── Document excerpt ──
Meta-Cognitive Implications:

David Boulton: Excellent. The cognitive implications seems to have enabled a greater dimensional extent of meta-reflectivity and an explosion of vocabulary differentiation that expanded the dimensionality of our minds, our ability to think about our thinking, and so forth.

Dr. John Searle: Well, that's right.

David Boulton: Can you speak to the meta-cognitive implications?

Dr. John Searle: It has enormous meta-cognitive implications. The power is this: That you cannot only think in ways that you could not possibly think if you did not have the written word, but you can now think about the thinking that you do with the written word. There is danger in this, and the danger is that the enormous expressive and self-referential capacities of the written word, that is, the capacities to keep referring to referring to referring, will reach a point where you lose contact with the real world. And this, believe me, is very common in universities. There's a technical name for it, I don't know if we can use it on television, it's called "bullshit." But this is very common in academic life, where people just get a form of self-referentiality of the language, where the language is talking about the language, which is talking about the language, and in the end, it's hot air. That's another name for the same phenomenon.

So, here's the trick: The trick is to use the expressive power of language, but keep your feet on the ground, always know what you're talking about. Of course, much of what you're talking about is linguistically created reality -- money and government and private property. George Bush is president only because we represent him as being president. If we stopped thinking of him as president, then he can't function as a president. He is president -- this is no joke because of words -- he is president because we have the capacity to think he's president, and we have that capacity to think because we can represent his being president in the form of words.

So, I'm not saying that there isn't a reality created by language, there is. But you have to keep your eye on the reality, whether it's the brute reality of mountains and molecules and tectonic plates, or it's the institutional reality of presidencies and governments and universities and private property. And all of those require the written word.

David Boulton: Aren't they distinct in the sense that up until this point, in the case of oral language, before writing, there's this immediate sensorial contact with one another, with the world and even with the sound and movement of words back and forth? But when we start talking about writing and all that it makes possible, we're crossing the line into virtual reality, into artificial reality.
───
What the task asks: Could you carry on the interview about writing and meta-cognition from the point where it stops?
── Supplied data ──
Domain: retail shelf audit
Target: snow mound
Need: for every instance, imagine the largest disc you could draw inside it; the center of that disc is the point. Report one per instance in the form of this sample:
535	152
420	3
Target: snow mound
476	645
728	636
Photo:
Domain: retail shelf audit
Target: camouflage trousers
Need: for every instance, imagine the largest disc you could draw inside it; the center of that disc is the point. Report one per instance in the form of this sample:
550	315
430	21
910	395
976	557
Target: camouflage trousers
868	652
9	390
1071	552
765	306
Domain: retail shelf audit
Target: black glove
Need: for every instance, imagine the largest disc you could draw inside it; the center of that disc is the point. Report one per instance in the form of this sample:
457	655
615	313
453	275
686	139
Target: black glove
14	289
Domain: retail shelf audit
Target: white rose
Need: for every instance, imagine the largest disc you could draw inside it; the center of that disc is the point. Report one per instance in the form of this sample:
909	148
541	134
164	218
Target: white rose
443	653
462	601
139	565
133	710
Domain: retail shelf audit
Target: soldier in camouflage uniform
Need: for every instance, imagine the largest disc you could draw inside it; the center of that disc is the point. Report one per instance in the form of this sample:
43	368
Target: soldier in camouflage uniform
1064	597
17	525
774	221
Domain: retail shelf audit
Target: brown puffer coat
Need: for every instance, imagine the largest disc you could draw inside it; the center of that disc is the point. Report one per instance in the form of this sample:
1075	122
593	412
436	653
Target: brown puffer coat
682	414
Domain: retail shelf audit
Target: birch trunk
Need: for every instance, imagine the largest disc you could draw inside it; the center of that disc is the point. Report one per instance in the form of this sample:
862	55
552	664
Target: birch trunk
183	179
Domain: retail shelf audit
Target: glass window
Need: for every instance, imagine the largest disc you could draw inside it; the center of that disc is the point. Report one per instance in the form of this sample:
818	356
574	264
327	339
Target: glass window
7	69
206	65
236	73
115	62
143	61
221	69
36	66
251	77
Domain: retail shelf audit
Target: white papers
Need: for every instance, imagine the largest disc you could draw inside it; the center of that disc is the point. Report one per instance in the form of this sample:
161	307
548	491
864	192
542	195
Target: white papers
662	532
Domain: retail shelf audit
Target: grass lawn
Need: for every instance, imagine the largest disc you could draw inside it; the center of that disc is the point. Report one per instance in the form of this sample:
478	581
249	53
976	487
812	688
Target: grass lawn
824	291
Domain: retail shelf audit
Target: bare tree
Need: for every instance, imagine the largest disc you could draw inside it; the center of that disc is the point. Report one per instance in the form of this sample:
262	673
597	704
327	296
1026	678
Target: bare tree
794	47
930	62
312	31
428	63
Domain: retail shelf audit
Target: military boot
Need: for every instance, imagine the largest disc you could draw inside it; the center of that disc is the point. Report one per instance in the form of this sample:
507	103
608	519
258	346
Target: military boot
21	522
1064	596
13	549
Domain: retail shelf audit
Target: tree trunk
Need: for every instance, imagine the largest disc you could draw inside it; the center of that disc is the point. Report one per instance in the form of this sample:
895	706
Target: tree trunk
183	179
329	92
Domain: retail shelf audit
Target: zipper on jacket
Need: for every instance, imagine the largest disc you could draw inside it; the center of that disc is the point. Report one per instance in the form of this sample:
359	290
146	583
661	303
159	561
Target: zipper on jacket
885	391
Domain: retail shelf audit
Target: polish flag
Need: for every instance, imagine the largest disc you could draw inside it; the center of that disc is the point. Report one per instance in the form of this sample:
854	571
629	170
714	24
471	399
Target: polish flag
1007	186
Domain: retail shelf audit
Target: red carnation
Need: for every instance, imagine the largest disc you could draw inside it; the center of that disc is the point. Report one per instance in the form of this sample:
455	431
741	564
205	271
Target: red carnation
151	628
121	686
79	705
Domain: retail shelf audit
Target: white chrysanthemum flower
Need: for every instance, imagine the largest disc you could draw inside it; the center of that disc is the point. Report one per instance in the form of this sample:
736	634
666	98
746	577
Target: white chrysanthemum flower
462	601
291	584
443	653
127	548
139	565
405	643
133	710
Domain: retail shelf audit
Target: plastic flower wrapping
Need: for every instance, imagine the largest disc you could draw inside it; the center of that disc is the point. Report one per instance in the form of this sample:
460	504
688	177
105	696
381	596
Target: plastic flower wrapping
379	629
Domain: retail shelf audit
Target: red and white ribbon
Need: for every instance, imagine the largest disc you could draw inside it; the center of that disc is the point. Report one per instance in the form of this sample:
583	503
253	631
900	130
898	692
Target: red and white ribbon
───
The response:
Dr. John Searle: Yeah. Well, now you can do something with writing that you can't do until you get writing, and that is you can have very elaborate forms of fiction. See, preliterate societies can also have myths and can have stories that are told and passed down through the generations, but I don't think that they can have the elaborate fictional art forms that we have. No preliterate society has something corresponding to the novel, for example. You can have stories, but my guess is -- and this is only a guess on my part -- is you can't make a clear distinction between the fictional story, where the author is not committed, and the non-fictional story where you're just telling a narrative of how things happen. You don't get a clear demarcation of those two until you get some capacity to represent it in writing.

See, I think when the Greeks -- they're, of course, a very literate society -- but I think in the early days of Homer when they were telling the Iliad and the Odyssey, when it was coming in oral forms, I don't think they made a clear distinction between how much of this is supposed to be fictional and how much of it is supposed to be fact. It was just part of their oral tradition.

David Boulton: Right. And then within a few hundred years of getting the alphabet it just...

Dr. John Searle: Takes off. It takes off like crazy.

David Boulton: Can you speak to that moment in western civilization? It seems like there are two, when the Jews start writing the ‘book’ and the Greeks start writing their myths.  They're both using variations of the alphabet.

Dr. John Searle: Here's Christ speaking Aramaic, and who knows what happened when it got into Greek. I mean, I'm not enough of a scholar to know about this. But one hypothesis is that the Greek word for ‘virgin’ is the same for young girl, and that this was a mistranslation of what had been in Hebrew and Aramaic. I mean, that's the kind of thing that happens when the Greeks take over.

David Boulton: Okay. Back to cognitive functions for just a moment. We're talking about an exercise that increases the bandwidth, so to speak, a change in our attention span.

Dr. John Searle: Yeah.

David Boulton: I mean, one of the things about reading is...

Dr. John Searle: It requires a lot...

David Boulton: We're ‘buffering up’ information - our brains are doing something different. They're creating ...

Dr. John Searle: It's scary.

David Boulton: A code instructed and informed virtual reality.

Dr. John Searle: The point is we're now in a kind of torrent. We're now in a flood, a tidal wave of the printed word. I cannot even read all the intelligent attacks on myself. I look around this room, there must be at least 200 or more books in this room that I've never read, and I'm unlikely to be able to have time to read them. There's something else that happens in my line of business, and that is, when I was a kid, I couldn't afford to buy the books I need. Now I can't shelve the books that are mailed to me free. They keep coming in every day. So there is too damn much out there, and I don't know how we're going to cope with this.

We've reached a peculiar situation in academic life where the requirement that you publish has produced a lot more books than anybody ever needs to read, and it's now putting a tremendous drain on the publishers because they can't make a living out of publishing all of these books. So I don't know what's going to happen. But we've reached the kind of crisis in academic writing and academic publishing. There's too much of it.

David Boulton: Well -- just a quick aside -- you're describing a perspective that's unique to the highly literate...

Dr. John Searle: Yeah, that's right.

David Boulton: From the highest vantage point of literacy. But there are 100 million people in this country that are underwater...

Dr. John Searle: That's right.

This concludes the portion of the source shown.